§ Input rows:
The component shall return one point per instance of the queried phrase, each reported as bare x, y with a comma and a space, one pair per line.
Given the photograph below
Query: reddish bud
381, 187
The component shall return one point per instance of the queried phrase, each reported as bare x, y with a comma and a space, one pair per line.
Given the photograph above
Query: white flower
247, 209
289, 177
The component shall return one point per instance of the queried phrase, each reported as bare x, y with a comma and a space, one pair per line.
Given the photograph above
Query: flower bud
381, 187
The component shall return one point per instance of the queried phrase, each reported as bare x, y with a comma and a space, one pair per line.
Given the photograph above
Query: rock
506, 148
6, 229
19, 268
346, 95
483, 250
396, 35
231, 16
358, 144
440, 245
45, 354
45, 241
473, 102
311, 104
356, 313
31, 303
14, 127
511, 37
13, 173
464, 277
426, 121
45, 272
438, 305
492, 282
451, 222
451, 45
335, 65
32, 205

==

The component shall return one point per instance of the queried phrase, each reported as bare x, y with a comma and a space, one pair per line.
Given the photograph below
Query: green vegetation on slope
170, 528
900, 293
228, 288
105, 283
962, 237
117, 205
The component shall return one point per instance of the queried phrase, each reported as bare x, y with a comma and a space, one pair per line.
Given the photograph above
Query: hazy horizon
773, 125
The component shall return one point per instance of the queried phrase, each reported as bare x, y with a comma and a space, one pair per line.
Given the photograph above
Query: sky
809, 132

* * *

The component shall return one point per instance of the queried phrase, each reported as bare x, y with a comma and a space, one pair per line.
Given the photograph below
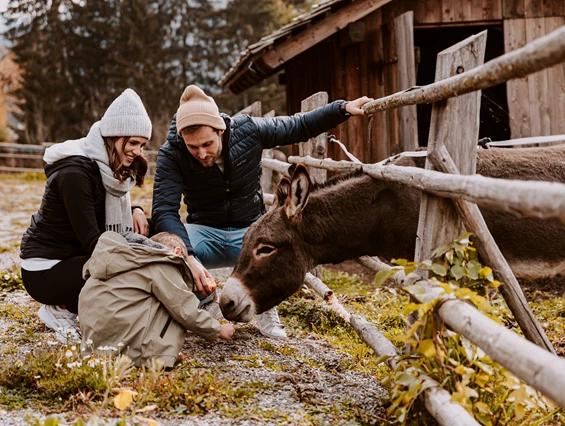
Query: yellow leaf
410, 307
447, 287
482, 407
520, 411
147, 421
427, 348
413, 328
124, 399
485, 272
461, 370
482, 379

§ Exercise objective: Report how many lines in the records above contain the string "flower". Reply with the number alone.

§ Answer to this exercise: 2